Your objective: Quote the data below in full, minus the images.

--- START Extracted entries ---

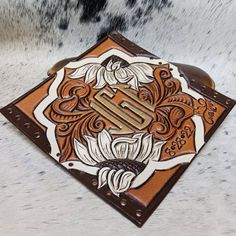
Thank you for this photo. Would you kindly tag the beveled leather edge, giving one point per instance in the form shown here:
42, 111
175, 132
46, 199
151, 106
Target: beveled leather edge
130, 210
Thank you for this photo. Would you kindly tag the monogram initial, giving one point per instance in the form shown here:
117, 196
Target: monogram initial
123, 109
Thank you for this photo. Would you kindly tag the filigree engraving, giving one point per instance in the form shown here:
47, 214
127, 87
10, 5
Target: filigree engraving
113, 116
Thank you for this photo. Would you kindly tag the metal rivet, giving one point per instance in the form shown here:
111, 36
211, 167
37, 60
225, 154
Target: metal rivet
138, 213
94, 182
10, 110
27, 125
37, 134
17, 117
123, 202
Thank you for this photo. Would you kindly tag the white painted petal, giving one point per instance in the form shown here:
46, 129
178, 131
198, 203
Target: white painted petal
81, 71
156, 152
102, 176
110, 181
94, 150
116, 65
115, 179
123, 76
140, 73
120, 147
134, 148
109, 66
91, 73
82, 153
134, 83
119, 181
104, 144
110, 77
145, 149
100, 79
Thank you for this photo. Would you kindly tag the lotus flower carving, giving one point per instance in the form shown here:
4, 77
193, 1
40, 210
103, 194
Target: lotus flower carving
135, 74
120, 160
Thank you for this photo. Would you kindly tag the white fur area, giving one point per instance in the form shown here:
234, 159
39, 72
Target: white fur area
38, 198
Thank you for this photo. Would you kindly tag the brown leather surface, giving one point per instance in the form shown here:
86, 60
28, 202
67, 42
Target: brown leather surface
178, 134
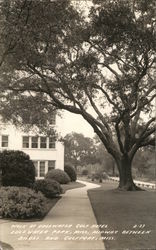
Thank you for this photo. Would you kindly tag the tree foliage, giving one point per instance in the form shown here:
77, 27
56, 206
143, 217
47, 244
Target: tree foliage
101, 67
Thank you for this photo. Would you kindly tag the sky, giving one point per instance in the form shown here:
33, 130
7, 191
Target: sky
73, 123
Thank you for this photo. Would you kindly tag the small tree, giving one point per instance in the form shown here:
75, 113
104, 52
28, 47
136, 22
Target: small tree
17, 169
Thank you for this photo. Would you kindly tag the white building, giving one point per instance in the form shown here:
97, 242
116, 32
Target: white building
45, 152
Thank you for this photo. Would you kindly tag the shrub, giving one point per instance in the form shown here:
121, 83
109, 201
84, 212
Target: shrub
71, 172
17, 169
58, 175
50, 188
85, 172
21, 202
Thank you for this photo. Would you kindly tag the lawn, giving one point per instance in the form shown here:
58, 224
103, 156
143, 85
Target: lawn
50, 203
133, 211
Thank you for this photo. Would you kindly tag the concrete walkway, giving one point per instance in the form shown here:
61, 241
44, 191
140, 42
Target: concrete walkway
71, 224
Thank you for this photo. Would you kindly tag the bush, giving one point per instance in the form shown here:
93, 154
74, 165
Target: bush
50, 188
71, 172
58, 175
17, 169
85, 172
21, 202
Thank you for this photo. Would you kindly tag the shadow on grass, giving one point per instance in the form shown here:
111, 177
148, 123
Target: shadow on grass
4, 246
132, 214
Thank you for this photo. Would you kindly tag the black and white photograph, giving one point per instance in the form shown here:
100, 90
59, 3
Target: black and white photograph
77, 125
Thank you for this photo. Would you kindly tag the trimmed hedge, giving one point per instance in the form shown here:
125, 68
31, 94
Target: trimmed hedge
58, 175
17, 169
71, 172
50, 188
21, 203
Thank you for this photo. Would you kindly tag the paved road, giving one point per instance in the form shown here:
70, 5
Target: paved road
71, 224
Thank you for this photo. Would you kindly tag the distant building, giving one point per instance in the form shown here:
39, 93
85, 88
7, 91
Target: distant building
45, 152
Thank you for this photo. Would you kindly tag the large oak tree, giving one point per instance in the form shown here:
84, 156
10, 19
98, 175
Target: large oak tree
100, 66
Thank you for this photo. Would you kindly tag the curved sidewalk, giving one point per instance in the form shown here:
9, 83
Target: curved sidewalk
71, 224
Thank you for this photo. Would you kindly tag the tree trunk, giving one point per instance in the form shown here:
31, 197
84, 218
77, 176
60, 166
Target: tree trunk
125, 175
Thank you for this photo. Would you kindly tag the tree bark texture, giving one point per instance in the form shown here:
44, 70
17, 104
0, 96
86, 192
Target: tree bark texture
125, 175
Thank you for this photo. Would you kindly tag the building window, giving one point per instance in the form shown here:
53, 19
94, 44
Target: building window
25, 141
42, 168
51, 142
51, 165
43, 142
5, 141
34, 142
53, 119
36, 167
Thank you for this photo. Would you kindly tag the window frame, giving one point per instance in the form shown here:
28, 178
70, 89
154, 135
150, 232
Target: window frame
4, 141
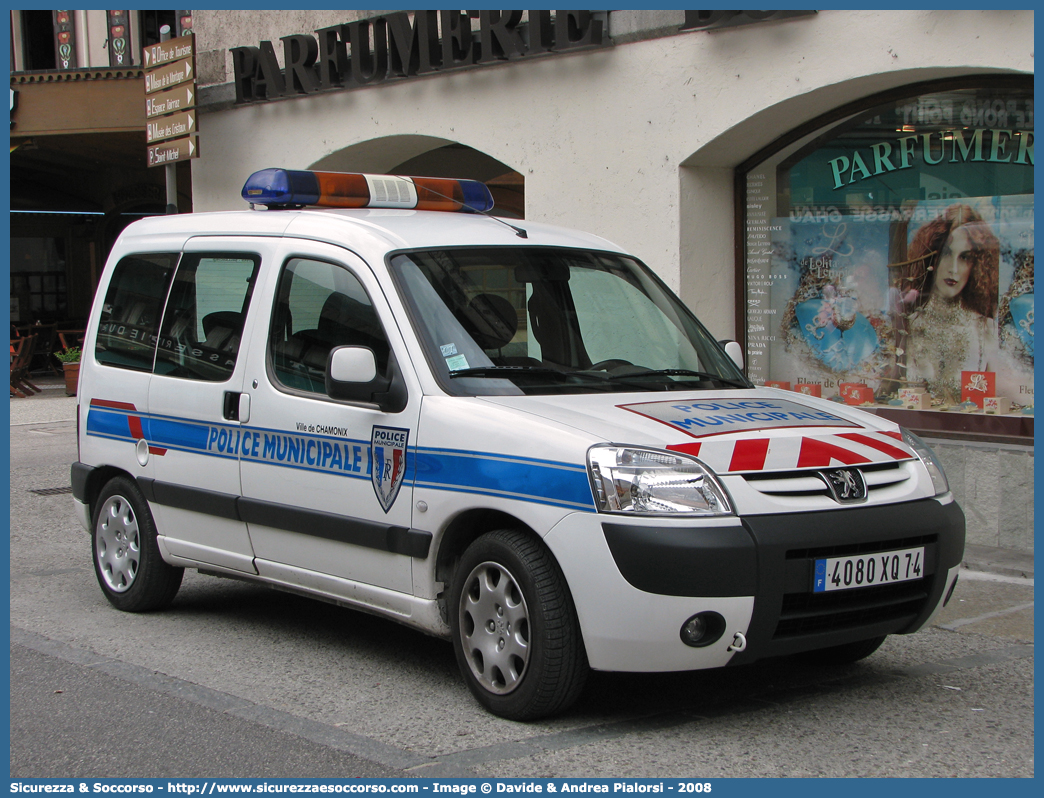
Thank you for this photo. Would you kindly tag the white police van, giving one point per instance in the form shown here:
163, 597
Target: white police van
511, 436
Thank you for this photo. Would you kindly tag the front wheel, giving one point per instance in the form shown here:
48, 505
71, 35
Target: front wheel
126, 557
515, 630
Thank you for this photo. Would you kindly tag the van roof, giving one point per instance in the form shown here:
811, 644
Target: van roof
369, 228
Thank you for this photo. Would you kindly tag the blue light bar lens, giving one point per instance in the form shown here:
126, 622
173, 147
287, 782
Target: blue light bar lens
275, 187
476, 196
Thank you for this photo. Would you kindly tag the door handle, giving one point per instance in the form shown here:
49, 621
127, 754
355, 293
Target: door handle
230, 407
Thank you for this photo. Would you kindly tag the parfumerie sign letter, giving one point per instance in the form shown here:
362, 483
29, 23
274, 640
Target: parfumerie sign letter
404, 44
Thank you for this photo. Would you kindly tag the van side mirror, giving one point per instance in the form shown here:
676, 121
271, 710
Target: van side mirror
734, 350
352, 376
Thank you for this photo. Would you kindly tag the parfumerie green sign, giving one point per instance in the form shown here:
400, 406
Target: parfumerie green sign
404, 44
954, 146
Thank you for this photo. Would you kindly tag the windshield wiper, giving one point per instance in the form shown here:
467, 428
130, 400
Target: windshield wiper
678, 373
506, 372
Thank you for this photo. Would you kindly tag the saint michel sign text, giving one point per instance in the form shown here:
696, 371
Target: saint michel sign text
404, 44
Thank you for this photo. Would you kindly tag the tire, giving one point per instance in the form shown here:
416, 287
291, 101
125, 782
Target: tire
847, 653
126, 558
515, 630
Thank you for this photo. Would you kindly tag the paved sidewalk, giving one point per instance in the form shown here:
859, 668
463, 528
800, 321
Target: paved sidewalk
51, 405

--- END Extracted entries ---

Reply:
Thank you for this photo. Would you kindly tag the beveled leather edge, giving one point per instance in the form shown here:
42, 111
175, 132
46, 199
151, 106
Target: beveled leather edge
130, 210
Thank you for this photo. Would you kindly tag the monogram initial, giving one point per instance in the form shown here:
117, 196
Target: monogram initial
123, 109
Thank you for this photo. Would you kindly tag the filigree engraving, giving one point per instance in the form shown here:
47, 214
127, 87
10, 5
Target: filigree engraving
113, 116
Thank you for this photo. Would you kindly tag the metal rivet, giving one point per instance in the form shown here:
111, 36
211, 167
37, 60
225, 154
Target: metal rivet
138, 213
94, 182
10, 110
27, 125
37, 134
17, 117
123, 202
Thank you for this photo. Would you kindly tag the white painted petal, giving one point per instance in the form shown here:
46, 129
178, 131
198, 203
Target: white painted petal
81, 71
156, 152
102, 176
110, 181
94, 150
116, 65
115, 179
123, 76
140, 73
120, 147
134, 148
109, 66
91, 73
82, 153
134, 83
119, 181
104, 144
110, 77
145, 149
100, 79
Thank you for this photo. Would you kindly tag the lotus flower carving, giving one point per instance in the form shown here:
4, 77
193, 1
40, 210
103, 194
Target: lotus flower carving
135, 74
120, 160
Thank you for this photo. Would you kindly tag the white fur area, giving one point per instance in the form shown here:
234, 159
39, 72
Target: white fur area
38, 198
Thank you for this photo. Would you kindly tag the brown leather surface, giving one point per instance in the form shown here:
86, 60
28, 202
67, 42
Target: brown leather surface
178, 134
Thank you for this photo. Would you kindly tag the tree foliage, giving one point per instance in the form shown here:
77, 27
56, 206
143, 217
47, 244
Target: tree foliage
101, 67
Thank you for this photo. Would you kindly tag the sky, giving one point per instance in the form shown here:
33, 130
7, 191
Target: sky
73, 123
Thank you for this photo. Would you kindly tag the small tree, giving one point per instance in the form shown here:
75, 113
104, 52
28, 47
136, 22
Target: small tree
17, 169
Thank you for this photo. Would you kindly tag the white building, giving one point per instance in the form shown here:
97, 242
116, 32
Target: white building
45, 152
Thank you for this photo. Would you kindly tag the shrub, giving one point per instance in the form shown here:
121, 83
109, 201
84, 212
Target: shrub
71, 172
17, 169
58, 175
50, 188
85, 172
21, 202
Thank you for this photo. Would you kindly tag the lawn, giving one point per instance in the form shown here:
58, 224
103, 156
143, 85
Target: lawn
50, 203
133, 211
Thank you for this photo. Would you kindly tag the concrete walkway, giving one point per instance in the form shown here:
61, 241
44, 191
140, 42
Target: concrete walkway
71, 224
Thank you for this photo. Would you kindly tag the bush, giving one point per instance in the form shown here:
93, 154
74, 165
Target: bush
50, 188
71, 172
58, 175
17, 169
85, 172
21, 202
Thank you for this photo. Would you kindly tag the shadow on grass, giving one point per instance in the form shown here:
111, 177
148, 123
Target: shadow on grass
4, 246
132, 214
Thank you for this photo. Would you kindly tag the black and white photograph, giving one point per instance in the form shown here:
100, 90
59, 3
Target: black and white photograph
77, 125
Thank you for this photo. Would you kindly tag the trimmed hedge, giving one point per instance in the form shown here:
125, 68
31, 94
Target: trimmed hedge
58, 175
17, 169
71, 172
50, 188
21, 203
Thank you for this photo. Would you kindly tag the paved road, giving one point per instance in the form shown here:
70, 5
Target: paved road
71, 224
Thank you for this photo. Would you kindly tag the distant building, giving one point per instance in the form shown here:
39, 93
85, 88
7, 91
Target: distant building
45, 152
Thank you for this photo. Would you kindly tag the large oak tree, giving one point per instance in the form shown here:
84, 156
10, 19
98, 175
Target: large oak tree
100, 66
Thank you for this photo. Would you kindly tag the curved sidewalk, giving one point per instance in the form shown here:
9, 83
Target: curved sidewalk
71, 224
Thank you for this photo. Would you kindly tag the tree trunk, giving one point per instance in the form shown here:
31, 197
84, 218
77, 176
60, 166
Target: tree trunk
125, 175
Thank you for this photo. Would you kindly tag the tree bark texture, giving one point per instance in the form shown here:
44, 70
17, 104
0, 96
86, 192
Target: tree bark texture
125, 175
Thank you for this photo. Would you kindly tag the building window, giving one point per instance in the form shown here:
53, 19
94, 44
Target: building window
25, 141
42, 168
51, 142
51, 165
43, 142
5, 141
34, 142
53, 119
36, 167
Thank you for this photo. Would you kindly tag the window frame, giving one point per instance in the form shown here:
28, 178
70, 89
154, 135
150, 232
Target: window frame
4, 141
Thank you for this photo. Would you kindly tag the white police van, giving one point per instance in the form shown here:
163, 597
Target: white police van
511, 436
Thank you for this photo. Would you kindly tag the front wheel, giving one point per instance in the form shown here:
48, 505
71, 35
Target: front wheel
126, 557
515, 630
Thank you for this photo. Would you kindly tag the van roof, giving one point per instance in the form shown here:
811, 644
Target: van roof
369, 228
Thank you for this photo. Would you kindly tag the blue light bar lens, giving one point per instance in the form shown here:
126, 622
173, 147
287, 782
Target: blue light bar lens
275, 187
476, 196
Thank you for this photo. Would you kindly tag the door handle, giving one point per instance in the form shown here:
49, 621
127, 754
355, 293
Target: door handle
230, 407
Thank you for this photo. Would you kindly tag the parfumerie sign letter, giving one point per instance in the form shown here:
362, 483
29, 23
274, 640
Target: parfumerie sign letter
404, 44
Thank you for this photo. Would you kindly tag the van side mirror, giving one point per instance in the form shown here:
676, 121
271, 710
Target: van side mirror
734, 350
352, 376
Thank you for this photo. Would you kindly tag the parfumerie green sign, giving one point per instance in the form shown here:
400, 406
Target: parfumerie green sign
404, 44
954, 146
Thank you for this photo. Would you kindly tag the windshield wiper, giving one point per instance in the form shown here:
467, 428
130, 400
Target: windshield wiper
678, 373
506, 372
Thank you for this photo. Would you kindly tag the saint michel sign text, giving one point per instance in the form shown here:
696, 371
Target: saint michel sign text
404, 44
Thank you for this photo. Would you kindly tag the tire, giving one point per instance in the form shown here:
416, 287
291, 101
125, 782
Target: tire
847, 653
126, 558
515, 630
Thank you for this photo. Would you kindly tag the paved sidewalk, giving one point per instance in the form shown here:
859, 668
463, 528
800, 321
Target: paved sidewalk
51, 405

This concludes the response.